■ Given task
Pull out each row below that contains the string "yellow". The match is case-sensitive.

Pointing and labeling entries
****************
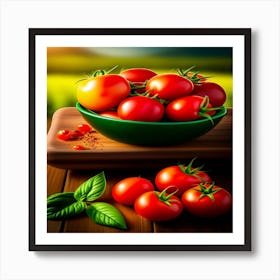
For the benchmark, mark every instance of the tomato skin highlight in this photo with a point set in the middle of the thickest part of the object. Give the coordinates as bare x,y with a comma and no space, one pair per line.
206,207
138,75
129,189
217,95
149,206
102,92
169,86
187,108
141,108
63,134
84,128
78,148
174,176
109,114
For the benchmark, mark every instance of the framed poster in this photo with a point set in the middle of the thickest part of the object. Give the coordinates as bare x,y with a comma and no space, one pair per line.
179,127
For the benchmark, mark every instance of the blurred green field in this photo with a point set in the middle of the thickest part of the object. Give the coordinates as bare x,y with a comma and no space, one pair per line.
61,87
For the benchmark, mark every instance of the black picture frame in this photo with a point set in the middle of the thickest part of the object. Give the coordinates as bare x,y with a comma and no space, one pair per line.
34,32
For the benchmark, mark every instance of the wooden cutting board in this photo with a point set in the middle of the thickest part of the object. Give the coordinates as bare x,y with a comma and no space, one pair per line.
103,153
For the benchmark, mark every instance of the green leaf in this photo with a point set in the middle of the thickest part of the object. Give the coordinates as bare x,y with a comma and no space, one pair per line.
91,189
60,212
107,215
57,199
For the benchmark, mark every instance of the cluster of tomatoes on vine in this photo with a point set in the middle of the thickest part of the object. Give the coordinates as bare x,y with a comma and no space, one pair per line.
177,187
140,94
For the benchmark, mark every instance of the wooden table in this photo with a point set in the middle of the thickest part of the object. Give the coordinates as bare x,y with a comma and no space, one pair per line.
66,170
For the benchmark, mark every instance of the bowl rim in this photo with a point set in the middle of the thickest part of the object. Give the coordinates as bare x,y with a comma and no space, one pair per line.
222,111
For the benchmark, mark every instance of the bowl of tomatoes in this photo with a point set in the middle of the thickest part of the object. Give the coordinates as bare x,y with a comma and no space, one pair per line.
141,107
150,133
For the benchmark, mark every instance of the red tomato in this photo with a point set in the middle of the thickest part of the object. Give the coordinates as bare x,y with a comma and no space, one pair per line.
217,95
127,190
141,108
102,93
189,108
84,128
156,206
169,86
66,134
78,147
63,134
207,200
181,177
138,77
110,114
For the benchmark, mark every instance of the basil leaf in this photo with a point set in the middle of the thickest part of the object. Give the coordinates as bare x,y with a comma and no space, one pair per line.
62,212
91,189
65,198
105,214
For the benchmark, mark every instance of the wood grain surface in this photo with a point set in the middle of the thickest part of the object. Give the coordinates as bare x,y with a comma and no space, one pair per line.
103,152
60,180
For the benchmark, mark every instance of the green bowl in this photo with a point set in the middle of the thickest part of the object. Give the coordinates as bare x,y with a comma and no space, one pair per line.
150,133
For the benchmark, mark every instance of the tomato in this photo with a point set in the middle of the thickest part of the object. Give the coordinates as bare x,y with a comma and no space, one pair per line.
127,190
78,147
138,75
217,95
84,128
63,134
110,114
141,108
66,134
207,200
102,93
169,86
189,108
196,78
158,206
181,177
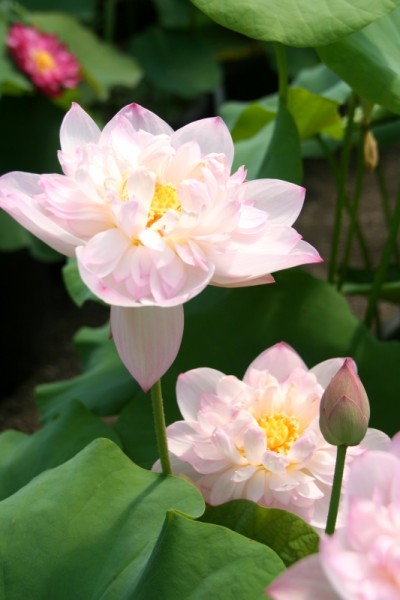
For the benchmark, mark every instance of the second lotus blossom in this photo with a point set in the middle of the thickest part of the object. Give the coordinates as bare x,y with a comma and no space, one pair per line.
259,438
153,216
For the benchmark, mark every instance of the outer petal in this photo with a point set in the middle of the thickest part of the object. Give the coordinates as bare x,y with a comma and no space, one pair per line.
140,118
303,581
211,134
77,129
325,370
147,340
191,385
280,360
16,191
281,200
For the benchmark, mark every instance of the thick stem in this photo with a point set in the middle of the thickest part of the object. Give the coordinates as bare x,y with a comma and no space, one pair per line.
336,489
160,428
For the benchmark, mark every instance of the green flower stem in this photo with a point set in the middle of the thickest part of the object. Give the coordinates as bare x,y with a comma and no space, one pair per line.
336,489
160,428
353,212
383,264
341,188
281,61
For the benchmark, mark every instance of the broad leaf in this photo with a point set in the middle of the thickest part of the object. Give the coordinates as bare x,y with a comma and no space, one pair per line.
177,61
369,61
101,527
22,457
296,22
288,535
103,65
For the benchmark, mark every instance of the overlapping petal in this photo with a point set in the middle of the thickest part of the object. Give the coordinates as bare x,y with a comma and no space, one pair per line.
259,438
153,216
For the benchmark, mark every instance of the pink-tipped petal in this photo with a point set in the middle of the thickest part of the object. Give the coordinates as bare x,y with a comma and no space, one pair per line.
77,129
211,134
280,360
303,581
191,385
141,119
282,201
147,339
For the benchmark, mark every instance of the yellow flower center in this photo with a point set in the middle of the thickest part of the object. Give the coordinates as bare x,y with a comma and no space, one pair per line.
43,61
281,431
165,198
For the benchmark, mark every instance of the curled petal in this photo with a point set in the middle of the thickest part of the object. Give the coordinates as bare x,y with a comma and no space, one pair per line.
77,129
147,340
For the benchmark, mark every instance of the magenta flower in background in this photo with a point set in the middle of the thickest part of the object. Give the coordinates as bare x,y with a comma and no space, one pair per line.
46,61
361,561
153,216
259,438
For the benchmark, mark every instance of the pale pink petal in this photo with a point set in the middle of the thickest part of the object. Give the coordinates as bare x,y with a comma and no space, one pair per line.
305,580
16,191
77,129
282,201
147,339
279,360
191,385
140,118
211,134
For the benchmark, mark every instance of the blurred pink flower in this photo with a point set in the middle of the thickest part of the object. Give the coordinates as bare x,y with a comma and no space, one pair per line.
44,59
361,561
153,216
259,438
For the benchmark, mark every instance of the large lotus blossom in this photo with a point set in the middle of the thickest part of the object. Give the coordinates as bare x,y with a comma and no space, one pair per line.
153,216
361,561
47,61
259,438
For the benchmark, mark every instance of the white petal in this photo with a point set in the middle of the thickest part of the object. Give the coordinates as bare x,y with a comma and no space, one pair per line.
147,340
77,129
191,385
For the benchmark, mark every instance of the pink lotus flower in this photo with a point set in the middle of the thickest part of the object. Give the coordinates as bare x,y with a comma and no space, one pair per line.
44,59
154,216
361,561
259,438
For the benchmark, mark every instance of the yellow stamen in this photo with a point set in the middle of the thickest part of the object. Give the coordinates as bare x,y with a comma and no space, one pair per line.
165,198
281,431
43,61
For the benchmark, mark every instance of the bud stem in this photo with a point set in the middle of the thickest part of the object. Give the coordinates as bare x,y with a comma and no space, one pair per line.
336,489
160,428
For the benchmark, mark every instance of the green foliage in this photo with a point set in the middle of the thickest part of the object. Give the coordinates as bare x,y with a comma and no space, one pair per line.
22,457
304,311
177,61
100,527
288,535
296,22
104,67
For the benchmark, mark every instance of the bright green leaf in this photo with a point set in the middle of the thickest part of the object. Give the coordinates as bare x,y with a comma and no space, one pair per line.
103,65
369,61
176,61
283,157
314,114
100,527
296,22
22,457
288,535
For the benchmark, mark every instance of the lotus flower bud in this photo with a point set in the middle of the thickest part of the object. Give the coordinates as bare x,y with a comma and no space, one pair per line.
344,409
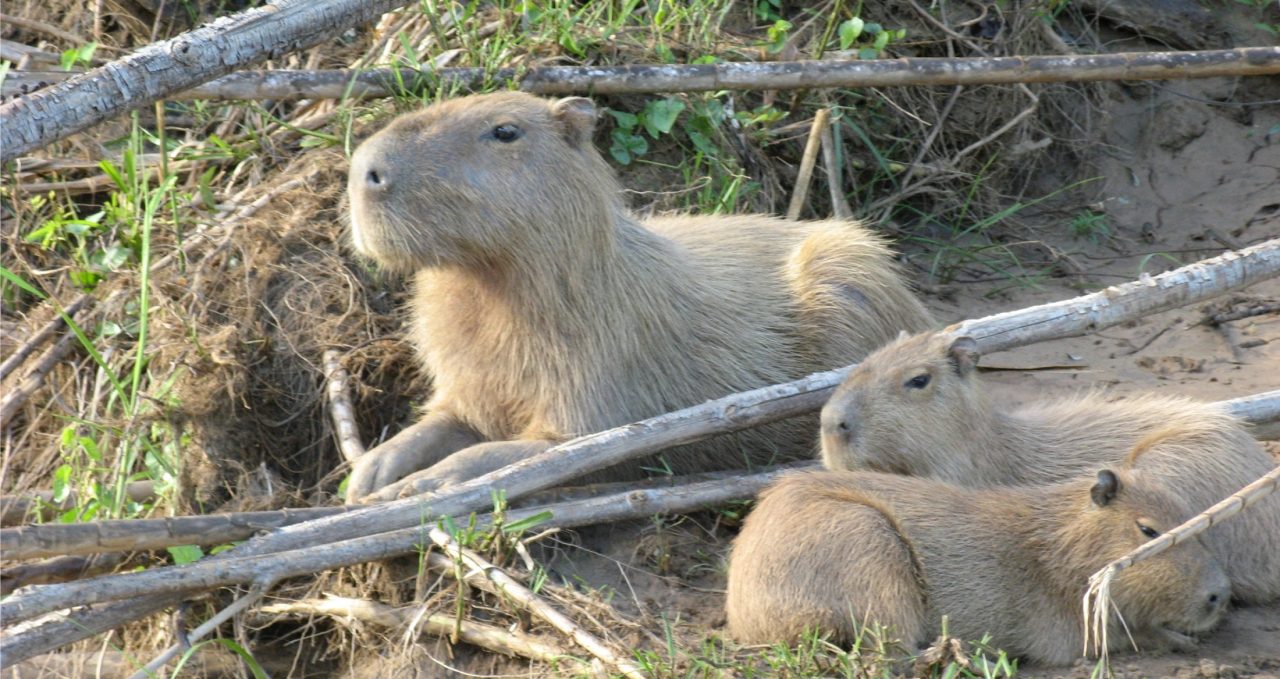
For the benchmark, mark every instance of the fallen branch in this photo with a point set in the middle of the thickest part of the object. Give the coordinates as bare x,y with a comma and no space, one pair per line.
40,336
242,602
58,570
17,509
339,408
644,78
572,459
170,65
137,534
265,570
1097,597
35,378
488,637
519,593
41,541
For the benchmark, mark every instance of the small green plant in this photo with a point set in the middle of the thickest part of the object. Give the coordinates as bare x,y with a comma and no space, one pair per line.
1091,226
871,39
78,55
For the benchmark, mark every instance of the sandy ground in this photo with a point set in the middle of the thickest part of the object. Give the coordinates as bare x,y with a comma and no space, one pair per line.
1182,178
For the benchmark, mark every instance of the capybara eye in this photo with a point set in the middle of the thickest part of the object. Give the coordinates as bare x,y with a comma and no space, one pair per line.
918,382
507,133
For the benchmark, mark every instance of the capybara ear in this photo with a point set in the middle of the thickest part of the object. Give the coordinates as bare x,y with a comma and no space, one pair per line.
1106,488
964,355
576,115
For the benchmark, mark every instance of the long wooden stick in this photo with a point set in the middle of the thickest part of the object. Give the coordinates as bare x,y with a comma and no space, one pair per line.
138,534
1097,597
39,541
650,78
1112,305
176,64
264,570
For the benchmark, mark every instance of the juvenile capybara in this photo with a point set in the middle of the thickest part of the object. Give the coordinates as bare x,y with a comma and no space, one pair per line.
545,310
917,406
836,550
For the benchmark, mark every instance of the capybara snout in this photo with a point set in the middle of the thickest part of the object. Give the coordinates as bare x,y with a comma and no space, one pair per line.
917,406
544,309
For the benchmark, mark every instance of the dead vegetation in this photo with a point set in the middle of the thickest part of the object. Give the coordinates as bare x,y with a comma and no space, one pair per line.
250,283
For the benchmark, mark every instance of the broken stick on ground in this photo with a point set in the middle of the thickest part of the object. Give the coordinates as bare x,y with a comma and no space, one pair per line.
562,463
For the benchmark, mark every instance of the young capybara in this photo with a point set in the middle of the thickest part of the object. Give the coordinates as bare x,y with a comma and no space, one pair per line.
545,310
836,550
917,406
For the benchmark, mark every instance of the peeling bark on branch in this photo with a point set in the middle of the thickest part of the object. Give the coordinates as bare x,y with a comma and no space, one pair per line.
177,64
572,459
649,78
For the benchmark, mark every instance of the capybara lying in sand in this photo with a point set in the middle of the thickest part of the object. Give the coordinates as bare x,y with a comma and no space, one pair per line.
545,310
835,550
918,408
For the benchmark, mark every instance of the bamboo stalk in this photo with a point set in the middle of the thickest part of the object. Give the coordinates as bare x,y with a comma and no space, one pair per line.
343,414
1097,597
807,163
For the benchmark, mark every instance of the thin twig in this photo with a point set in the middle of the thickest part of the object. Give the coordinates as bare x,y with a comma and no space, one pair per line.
35,377
488,637
835,179
521,595
339,406
250,598
807,162
40,336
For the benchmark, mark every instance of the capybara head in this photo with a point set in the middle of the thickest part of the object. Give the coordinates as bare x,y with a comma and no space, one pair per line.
903,404
481,179
1165,598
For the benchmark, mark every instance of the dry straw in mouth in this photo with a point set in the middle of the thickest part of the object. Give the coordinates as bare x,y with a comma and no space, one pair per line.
1097,597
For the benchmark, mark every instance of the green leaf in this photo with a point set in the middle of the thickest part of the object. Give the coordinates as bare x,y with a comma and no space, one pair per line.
849,32
659,115
526,523
626,121
62,482
186,554
18,281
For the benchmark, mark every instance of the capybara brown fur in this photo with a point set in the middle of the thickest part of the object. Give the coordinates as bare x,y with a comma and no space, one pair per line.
836,550
545,310
917,406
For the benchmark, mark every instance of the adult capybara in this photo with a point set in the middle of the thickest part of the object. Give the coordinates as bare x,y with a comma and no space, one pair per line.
545,310
918,408
835,550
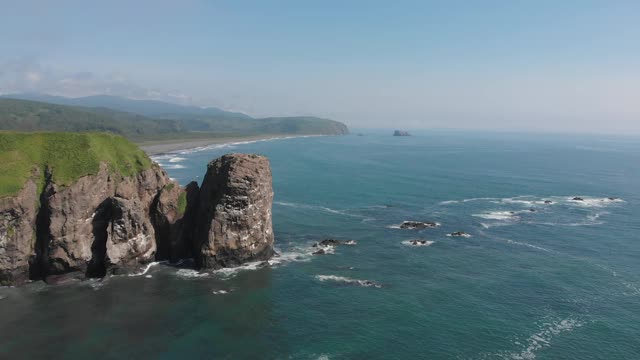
****************
■ Response to the exercise
For the benchmark, mark every instance of the yellow flower center in this photo with a point set in the middle of the thickest part of the object. Give the coordinates as bare x,y with a comma and no space, one pair per line.
For the benchmark, mark every instance of the yellow stamen in this photo with a point set in the middle of the thickest part of the object. Give the coordinates as bare x,y with a comma and no space, one pair per line.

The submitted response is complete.